[Excerpts from a dataset]
------------------------------------------------
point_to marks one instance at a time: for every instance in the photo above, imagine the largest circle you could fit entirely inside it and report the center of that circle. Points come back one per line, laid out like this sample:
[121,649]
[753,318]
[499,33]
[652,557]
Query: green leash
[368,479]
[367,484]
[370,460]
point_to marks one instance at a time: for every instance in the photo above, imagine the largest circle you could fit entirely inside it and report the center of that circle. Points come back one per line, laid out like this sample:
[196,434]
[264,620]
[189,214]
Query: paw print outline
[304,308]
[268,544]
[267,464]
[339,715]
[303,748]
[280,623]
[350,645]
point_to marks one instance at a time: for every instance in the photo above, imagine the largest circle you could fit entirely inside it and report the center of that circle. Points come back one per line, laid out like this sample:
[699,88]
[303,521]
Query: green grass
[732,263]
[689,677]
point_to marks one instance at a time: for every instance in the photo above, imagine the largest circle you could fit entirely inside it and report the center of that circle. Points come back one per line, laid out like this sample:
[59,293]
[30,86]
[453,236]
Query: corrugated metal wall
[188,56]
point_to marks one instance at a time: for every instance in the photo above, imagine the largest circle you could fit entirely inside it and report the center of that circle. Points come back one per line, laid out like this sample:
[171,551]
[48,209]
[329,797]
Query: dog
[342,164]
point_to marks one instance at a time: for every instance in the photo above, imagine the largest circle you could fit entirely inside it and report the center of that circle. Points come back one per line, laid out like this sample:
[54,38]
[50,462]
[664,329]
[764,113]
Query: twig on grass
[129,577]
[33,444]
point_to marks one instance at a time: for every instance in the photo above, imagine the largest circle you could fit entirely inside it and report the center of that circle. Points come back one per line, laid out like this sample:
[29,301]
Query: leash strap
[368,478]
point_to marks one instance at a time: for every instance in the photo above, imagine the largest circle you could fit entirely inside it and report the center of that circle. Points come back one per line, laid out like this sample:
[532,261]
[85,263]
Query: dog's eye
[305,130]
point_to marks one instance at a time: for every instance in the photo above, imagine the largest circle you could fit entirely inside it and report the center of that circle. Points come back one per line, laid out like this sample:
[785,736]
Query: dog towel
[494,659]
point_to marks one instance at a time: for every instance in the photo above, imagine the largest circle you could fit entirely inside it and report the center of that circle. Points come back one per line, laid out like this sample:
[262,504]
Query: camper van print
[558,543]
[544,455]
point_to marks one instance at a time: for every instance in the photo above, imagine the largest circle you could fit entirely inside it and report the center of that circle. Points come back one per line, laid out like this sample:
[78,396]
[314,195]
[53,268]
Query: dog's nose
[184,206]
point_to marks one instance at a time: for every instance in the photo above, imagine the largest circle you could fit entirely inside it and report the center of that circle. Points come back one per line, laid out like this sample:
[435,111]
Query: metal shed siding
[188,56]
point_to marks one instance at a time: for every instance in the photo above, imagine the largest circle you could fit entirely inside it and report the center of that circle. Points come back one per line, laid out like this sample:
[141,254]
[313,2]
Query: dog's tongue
------------------------------------------------
Required work: What's wanted is each line above, transcribed with nothing altered.

Completed exercise:
point_to marks one instance at a time: for every instance in the photo above, imagine the largest circle you could fit entirely inside it and report the center of that circle. Points come back one per line, laid out like this sample:
[121,649]
[753,318]
[499,33]
[652,557]
Query: green leash
[368,479]
[367,484]
[370,460]
point_to marks one instance at a time: for every instance in the photo above, imagine the largest circle you could fit entirely inside it and report the center of that circle. Points come back one per line, laid out like this sample:
[196,434]
[264,620]
[189,214]
Query: paw print outline
[304,308]
[268,544]
[267,464]
[339,715]
[303,748]
[280,623]
[350,645]
point_to marks one instance at a time: for every instance in the photo above, imagine the largest circle you could fit entirely inside it and report the center of that circle. Points come back one per line, laid out like this sample:
[699,88]
[303,521]
Query: green grass
[732,263]
[689,677]
point_to marks one instance at a time: for every instance in the photo above, imagine the largest circle you could fit entirely inside it and report the center of that circle. Points come back one per line, laid out like this sample:
[59,293]
[30,86]
[453,236]
Query: corrugated metal wall
[188,56]
point_to marks one instance at a time: for every instance in the photo above, imagine the largest circle you could fit entirely inside it and report the center of that circle. Points come back one per line, laid out like this sample:
[171,551]
[48,209]
[329,797]
Query: dog
[342,164]
point_to marks one instance at a time: for every instance in the photo above, imagine the largest circle you could fit entirely inside it and report the center of that circle. Points come back one per line, laid out like this sample:
[54,38]
[50,462]
[664,329]
[764,113]
Query: twig on grass
[129,577]
[33,444]
point_to marks one instance at a time: for every instance in the photo above, imagine the largest circle you could fit entirely inside it and report the center of that circle. Points come back one per line, laid out like this sample:
[29,301]
Query: leash strap
[368,478]
point_to marks one instance at a time: for every instance in the photo above, imagine the largest circle you could fit entirely inside it and report the center of that circle. Points come back one per line, laid out like this sample:
[532,261]
[85,263]
Query: dog's eye
[305,130]
point_to marks one instance at a time: for every instance in the photo above, imagine the largest circle you could fit entirely inside it and report the center of that circle. Points come back one per line, laid out like this sample:
[785,736]
Query: dog towel
[494,659]
point_to marks one instance at a time: for every instance in the photo above, imagine the largest circle you could fit entirely inside it and report the center of that circle. Points come back one per line, laid out like this sample:
[262,504]
Query: camper van print
[558,543]
[544,455]
point_to marks one instance at a time: for every instance in the photo above, imagine the largest circle you could fit entirely inside it and report the center of that circle. Points come back one per line, laid out like this sample:
[78,396]
[314,195]
[53,268]
Query: dog's nose
[184,206]
point_to marks one instance at a time: for every instance in the photo above, imagine the largest circle you could fit entirely inside it and report the center of that circle. Points come back one per line, laid out like this sample:
[435,111]
Query: metal shed siding
[188,56]
point_to marks one instance at a time: for every instance in the photo above, imagine the largest circle you could fit entirely inside it and report the center of that circle. Points come back one per line, laid out like this sample:
[141,254]
[313,2]
Query: dog's tongue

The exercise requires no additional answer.